Dataset entries:
########################################

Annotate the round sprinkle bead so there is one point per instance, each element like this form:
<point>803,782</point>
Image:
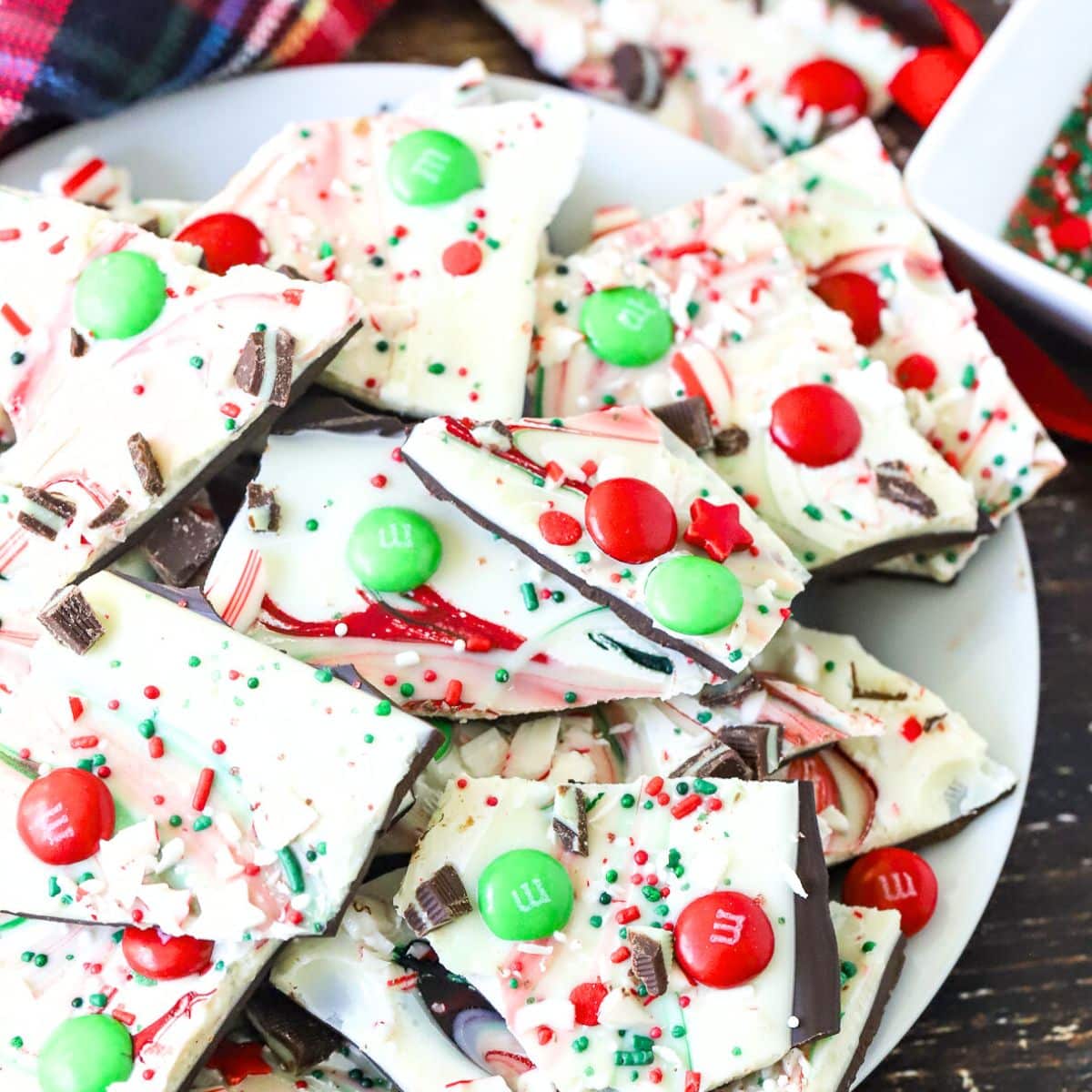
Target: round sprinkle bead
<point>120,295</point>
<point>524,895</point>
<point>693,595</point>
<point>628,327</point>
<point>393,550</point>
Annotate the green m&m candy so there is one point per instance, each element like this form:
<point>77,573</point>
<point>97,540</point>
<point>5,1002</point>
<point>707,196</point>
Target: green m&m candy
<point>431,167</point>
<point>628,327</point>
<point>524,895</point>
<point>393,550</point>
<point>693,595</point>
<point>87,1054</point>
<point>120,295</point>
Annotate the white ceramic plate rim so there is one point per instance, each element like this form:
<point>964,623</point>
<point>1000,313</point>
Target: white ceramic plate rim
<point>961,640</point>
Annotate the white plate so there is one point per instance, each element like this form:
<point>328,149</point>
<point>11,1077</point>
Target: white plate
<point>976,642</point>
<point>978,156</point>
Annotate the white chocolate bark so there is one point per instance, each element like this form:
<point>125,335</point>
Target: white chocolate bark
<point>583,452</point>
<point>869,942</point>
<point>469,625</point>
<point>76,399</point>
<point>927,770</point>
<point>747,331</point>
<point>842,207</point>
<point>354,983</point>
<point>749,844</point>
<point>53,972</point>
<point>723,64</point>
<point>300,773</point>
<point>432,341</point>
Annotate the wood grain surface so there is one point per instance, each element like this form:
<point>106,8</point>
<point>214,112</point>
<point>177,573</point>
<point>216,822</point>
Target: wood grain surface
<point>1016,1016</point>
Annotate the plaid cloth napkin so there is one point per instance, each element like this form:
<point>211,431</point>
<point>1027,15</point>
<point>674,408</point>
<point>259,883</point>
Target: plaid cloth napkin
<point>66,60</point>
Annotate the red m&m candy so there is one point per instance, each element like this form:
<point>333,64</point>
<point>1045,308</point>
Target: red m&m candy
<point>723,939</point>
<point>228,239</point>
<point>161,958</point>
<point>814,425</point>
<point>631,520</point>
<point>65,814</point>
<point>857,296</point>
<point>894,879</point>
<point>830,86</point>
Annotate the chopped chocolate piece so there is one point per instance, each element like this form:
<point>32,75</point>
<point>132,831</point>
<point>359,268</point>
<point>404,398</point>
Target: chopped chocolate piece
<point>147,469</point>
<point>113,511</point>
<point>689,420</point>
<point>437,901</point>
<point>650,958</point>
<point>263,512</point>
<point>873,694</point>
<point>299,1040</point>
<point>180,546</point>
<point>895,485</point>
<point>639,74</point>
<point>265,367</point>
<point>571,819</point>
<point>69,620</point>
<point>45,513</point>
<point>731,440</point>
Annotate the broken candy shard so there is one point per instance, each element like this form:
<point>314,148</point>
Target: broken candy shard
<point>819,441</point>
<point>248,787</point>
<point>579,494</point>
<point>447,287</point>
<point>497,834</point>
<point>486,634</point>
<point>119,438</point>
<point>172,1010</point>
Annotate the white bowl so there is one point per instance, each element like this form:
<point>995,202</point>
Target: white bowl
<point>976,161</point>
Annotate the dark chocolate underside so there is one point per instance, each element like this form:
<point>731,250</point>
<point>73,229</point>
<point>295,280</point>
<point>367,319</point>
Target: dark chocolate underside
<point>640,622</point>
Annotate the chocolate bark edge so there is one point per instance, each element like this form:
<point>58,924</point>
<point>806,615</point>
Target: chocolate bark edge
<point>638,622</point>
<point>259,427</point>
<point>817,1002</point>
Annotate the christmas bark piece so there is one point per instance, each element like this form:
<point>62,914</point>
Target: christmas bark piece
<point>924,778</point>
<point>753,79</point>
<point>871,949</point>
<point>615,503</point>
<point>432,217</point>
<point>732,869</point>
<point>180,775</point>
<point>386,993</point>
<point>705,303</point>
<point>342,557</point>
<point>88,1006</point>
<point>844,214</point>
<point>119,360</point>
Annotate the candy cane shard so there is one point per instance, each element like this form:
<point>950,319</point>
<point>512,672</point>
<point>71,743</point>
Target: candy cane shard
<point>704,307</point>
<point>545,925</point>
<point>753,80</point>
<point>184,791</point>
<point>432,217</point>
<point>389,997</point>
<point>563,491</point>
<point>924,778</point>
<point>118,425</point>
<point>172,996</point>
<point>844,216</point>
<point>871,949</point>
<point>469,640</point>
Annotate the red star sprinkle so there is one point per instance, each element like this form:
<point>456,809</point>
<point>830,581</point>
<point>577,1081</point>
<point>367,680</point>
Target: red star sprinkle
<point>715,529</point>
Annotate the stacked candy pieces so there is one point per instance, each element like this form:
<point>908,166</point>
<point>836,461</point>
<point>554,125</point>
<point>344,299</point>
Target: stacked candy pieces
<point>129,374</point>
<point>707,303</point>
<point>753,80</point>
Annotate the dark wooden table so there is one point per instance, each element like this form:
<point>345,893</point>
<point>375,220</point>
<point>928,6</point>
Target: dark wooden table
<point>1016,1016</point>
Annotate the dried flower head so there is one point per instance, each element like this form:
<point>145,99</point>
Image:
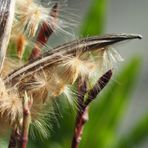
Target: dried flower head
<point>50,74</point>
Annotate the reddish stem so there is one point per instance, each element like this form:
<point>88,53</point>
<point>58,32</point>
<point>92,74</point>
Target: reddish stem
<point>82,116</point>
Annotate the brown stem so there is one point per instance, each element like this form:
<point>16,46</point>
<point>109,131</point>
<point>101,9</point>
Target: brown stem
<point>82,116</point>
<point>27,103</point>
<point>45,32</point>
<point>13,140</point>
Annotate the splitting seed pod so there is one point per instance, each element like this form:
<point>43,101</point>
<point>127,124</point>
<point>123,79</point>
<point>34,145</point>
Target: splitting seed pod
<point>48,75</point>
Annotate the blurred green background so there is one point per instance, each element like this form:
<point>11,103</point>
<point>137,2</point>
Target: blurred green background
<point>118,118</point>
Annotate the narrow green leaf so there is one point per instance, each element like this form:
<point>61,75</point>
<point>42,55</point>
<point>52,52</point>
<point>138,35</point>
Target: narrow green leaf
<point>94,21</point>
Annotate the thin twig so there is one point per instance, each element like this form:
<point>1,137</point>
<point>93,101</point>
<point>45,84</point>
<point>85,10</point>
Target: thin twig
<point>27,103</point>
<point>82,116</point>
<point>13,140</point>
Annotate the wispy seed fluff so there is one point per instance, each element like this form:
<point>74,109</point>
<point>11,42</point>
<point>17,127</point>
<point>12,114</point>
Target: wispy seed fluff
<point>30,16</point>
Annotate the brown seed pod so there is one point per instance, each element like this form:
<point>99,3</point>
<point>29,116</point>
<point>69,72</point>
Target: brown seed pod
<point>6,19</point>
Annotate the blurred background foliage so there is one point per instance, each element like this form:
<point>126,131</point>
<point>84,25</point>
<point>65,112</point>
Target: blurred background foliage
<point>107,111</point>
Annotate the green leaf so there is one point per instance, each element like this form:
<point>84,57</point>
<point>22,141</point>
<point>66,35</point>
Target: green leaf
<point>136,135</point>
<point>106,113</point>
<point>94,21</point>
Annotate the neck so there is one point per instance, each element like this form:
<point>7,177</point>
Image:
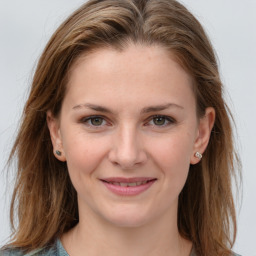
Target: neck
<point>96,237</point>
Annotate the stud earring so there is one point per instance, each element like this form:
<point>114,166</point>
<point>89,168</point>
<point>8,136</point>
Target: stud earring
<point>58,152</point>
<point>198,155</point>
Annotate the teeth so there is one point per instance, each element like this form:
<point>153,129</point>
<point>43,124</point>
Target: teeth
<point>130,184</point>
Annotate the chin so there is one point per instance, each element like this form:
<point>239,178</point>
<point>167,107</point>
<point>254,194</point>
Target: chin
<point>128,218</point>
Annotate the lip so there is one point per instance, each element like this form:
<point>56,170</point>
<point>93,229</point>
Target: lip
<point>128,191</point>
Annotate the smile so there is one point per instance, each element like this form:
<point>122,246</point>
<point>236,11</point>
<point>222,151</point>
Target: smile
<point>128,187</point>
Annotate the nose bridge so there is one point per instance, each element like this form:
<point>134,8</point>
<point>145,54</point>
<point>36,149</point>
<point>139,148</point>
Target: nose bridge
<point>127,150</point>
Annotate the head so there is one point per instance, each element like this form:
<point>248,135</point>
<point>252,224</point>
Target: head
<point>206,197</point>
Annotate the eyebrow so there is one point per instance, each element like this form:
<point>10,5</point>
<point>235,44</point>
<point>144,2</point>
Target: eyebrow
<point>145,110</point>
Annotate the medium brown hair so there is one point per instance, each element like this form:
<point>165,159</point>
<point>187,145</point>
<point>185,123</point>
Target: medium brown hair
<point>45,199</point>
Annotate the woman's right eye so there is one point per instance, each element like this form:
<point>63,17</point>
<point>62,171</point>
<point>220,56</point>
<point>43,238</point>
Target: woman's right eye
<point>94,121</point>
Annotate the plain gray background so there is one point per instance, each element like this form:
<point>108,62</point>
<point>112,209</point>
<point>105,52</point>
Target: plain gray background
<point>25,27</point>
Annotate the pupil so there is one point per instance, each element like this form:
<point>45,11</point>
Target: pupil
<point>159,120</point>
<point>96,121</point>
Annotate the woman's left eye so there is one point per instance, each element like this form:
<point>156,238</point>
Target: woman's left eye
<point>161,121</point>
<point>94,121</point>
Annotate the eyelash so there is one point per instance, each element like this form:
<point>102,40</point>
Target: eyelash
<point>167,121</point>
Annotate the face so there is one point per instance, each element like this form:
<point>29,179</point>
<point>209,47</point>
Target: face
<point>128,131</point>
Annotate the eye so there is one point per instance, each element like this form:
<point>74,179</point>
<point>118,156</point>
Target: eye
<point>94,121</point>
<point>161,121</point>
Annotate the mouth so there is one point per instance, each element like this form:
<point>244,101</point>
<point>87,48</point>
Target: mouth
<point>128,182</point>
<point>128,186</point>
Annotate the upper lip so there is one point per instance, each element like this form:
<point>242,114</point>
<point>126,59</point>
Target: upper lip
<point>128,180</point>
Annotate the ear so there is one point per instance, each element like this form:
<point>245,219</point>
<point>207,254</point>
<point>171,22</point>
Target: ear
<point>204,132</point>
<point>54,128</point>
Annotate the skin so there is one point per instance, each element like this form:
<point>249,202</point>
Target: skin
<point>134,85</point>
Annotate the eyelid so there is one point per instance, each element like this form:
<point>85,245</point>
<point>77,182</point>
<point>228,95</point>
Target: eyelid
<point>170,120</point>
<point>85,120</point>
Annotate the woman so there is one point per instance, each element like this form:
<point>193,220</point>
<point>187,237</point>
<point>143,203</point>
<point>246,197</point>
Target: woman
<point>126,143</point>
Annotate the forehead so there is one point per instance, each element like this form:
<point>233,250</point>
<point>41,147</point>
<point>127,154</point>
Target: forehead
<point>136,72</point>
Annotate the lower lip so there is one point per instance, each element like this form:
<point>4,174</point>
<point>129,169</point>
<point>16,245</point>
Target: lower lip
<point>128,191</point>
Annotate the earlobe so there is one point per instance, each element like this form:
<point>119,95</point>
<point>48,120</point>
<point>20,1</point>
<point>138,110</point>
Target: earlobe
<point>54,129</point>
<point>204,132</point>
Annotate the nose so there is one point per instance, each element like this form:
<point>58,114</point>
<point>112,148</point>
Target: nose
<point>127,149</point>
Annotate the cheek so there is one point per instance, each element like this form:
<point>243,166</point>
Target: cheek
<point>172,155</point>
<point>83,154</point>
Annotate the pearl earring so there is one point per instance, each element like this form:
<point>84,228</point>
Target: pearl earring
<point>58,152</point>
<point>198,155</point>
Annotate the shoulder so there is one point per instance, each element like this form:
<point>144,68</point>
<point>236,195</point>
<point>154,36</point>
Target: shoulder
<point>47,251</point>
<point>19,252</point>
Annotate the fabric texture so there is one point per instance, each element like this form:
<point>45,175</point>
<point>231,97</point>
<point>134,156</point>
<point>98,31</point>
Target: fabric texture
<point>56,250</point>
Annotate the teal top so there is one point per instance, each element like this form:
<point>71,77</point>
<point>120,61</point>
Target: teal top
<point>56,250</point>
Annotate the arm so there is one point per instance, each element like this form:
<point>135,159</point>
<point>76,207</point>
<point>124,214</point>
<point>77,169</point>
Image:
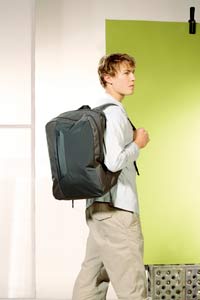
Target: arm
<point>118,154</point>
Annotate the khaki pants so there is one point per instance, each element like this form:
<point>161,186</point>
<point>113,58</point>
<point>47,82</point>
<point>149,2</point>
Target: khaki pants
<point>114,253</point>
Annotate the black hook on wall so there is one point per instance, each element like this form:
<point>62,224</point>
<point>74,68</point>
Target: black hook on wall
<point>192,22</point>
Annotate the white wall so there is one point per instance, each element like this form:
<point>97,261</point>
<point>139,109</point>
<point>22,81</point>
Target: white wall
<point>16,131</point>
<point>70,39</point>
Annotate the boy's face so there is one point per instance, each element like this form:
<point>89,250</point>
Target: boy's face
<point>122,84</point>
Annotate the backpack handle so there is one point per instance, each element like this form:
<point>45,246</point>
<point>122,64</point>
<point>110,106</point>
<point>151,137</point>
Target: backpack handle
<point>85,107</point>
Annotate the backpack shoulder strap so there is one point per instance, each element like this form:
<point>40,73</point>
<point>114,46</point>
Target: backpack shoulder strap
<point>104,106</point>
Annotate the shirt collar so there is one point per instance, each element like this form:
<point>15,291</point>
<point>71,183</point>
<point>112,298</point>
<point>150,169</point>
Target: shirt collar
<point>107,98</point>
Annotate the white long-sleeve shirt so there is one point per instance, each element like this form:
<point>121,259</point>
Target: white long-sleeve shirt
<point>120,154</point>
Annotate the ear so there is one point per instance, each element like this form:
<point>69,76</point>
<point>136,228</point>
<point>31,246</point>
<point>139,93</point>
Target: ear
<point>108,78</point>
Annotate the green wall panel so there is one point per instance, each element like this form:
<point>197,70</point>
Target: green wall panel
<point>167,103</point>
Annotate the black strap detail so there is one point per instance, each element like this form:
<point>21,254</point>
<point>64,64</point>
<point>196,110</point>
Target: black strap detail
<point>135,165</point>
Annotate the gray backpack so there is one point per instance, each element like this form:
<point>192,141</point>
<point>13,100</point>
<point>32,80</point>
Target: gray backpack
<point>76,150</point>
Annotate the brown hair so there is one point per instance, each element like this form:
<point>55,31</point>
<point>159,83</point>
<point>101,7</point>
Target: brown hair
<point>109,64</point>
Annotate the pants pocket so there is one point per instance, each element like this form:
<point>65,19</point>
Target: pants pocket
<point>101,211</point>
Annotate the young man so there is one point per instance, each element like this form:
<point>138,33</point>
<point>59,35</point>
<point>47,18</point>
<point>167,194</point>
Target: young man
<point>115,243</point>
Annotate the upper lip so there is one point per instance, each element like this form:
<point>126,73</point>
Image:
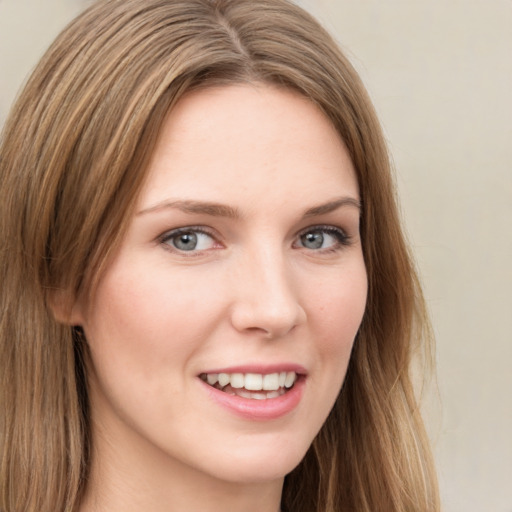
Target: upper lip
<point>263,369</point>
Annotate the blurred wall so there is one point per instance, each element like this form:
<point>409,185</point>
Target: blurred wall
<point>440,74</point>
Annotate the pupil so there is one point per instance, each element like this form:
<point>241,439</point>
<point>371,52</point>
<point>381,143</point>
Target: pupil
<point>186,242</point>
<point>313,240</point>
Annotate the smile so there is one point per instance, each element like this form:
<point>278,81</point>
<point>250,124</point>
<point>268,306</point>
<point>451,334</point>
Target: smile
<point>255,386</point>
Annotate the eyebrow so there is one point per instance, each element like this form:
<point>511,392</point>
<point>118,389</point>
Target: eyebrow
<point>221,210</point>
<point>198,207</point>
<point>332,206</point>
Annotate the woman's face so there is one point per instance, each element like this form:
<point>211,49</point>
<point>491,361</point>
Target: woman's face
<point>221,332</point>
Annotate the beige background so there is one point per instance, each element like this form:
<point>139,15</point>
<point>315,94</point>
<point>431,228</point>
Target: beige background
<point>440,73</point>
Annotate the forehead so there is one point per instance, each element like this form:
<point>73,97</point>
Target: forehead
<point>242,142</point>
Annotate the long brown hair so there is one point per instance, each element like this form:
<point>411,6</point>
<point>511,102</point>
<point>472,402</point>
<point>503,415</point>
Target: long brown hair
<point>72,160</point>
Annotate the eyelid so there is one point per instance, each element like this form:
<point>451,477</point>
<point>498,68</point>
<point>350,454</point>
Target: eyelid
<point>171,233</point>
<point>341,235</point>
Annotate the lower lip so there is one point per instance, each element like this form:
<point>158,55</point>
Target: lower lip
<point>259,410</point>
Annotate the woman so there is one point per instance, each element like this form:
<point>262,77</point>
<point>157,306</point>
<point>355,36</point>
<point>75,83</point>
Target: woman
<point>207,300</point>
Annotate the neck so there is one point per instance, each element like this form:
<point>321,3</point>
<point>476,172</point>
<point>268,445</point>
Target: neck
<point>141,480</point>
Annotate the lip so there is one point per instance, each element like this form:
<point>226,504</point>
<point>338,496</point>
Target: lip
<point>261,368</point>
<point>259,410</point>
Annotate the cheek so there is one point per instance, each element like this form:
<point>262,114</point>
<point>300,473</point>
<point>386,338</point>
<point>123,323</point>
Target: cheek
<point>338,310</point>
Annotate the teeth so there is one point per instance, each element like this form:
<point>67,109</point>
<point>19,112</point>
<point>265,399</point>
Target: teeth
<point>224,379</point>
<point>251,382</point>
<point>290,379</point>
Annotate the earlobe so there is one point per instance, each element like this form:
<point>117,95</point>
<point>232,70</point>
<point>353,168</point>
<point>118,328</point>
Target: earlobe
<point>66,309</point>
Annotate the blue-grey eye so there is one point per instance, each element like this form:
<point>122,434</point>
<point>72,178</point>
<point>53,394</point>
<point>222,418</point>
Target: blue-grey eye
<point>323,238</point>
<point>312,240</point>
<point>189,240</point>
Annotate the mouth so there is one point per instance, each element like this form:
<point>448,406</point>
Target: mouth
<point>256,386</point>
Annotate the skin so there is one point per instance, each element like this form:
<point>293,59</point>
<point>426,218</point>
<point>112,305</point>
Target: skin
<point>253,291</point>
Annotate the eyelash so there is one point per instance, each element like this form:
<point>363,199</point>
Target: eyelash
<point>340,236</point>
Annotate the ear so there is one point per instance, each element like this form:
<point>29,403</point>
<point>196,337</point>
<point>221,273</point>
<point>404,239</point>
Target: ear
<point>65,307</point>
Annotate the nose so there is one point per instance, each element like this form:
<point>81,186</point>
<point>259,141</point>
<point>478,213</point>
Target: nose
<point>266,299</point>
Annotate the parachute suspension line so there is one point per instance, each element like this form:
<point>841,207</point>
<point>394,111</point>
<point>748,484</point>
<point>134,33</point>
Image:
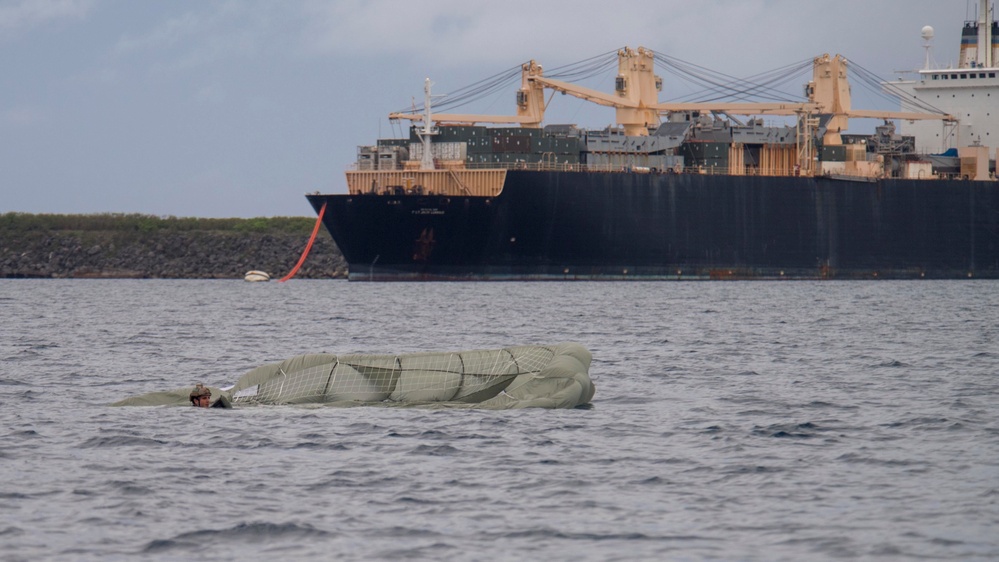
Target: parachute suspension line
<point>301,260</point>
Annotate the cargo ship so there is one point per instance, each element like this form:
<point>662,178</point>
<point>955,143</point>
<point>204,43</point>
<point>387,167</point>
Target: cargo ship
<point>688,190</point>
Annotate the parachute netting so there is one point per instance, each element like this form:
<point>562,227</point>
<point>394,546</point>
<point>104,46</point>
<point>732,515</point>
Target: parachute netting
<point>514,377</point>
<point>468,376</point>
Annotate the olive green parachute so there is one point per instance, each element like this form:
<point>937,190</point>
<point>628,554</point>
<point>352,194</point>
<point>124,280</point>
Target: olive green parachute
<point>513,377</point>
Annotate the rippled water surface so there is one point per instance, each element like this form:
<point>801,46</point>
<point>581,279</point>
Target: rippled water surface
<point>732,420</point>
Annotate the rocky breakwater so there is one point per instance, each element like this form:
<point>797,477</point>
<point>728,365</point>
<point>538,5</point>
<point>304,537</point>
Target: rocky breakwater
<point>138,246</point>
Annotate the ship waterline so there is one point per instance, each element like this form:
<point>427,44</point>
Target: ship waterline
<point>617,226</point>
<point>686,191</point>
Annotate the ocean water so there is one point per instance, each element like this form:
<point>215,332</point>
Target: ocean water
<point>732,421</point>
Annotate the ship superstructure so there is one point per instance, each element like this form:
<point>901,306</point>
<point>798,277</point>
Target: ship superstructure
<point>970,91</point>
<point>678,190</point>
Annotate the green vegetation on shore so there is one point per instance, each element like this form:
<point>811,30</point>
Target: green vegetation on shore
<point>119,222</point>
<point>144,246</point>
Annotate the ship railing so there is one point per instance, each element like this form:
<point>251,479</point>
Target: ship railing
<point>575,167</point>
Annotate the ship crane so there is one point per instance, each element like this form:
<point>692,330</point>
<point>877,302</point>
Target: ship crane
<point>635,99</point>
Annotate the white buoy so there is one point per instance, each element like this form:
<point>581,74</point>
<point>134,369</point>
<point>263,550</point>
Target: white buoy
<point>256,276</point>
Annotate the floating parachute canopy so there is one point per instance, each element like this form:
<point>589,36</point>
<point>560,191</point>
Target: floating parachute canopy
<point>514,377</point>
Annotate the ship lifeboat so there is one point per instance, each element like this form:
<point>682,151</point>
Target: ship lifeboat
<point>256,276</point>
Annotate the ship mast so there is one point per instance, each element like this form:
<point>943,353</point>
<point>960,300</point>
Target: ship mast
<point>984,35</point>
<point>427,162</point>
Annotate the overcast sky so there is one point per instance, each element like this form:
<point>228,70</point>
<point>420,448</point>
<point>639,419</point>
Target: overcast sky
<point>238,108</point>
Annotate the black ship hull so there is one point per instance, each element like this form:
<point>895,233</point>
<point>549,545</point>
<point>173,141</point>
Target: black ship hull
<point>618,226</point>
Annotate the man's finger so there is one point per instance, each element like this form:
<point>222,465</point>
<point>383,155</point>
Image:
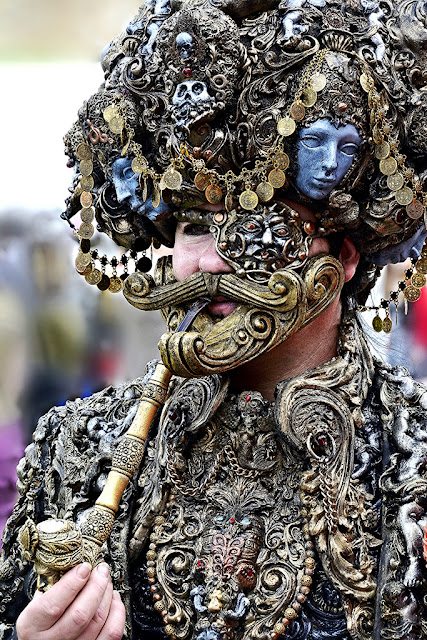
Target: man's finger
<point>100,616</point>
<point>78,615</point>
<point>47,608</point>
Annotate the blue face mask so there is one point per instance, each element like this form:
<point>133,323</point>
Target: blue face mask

########################################

TASK TO COMPLETE:
Please make an exact copy of the lines above from the line with "<point>136,228</point>" through the line with "<point>13,100</point>", both ends included.

RESPONSE BOX:
<point>136,228</point>
<point>31,246</point>
<point>139,93</point>
Target: ear
<point>108,78</point>
Annotate the green wall panel so there is one point per instance, each element like this form:
<point>197,70</point>
Target: green wall panel
<point>167,103</point>
Annotate the black strap detail so there is one point per instance, each element like this form:
<point>21,254</point>
<point>64,64</point>
<point>196,110</point>
Target: black strap detail
<point>135,165</point>
Annotate the gray backpack so there is one point per instance, each element like this form:
<point>192,141</point>
<point>13,100</point>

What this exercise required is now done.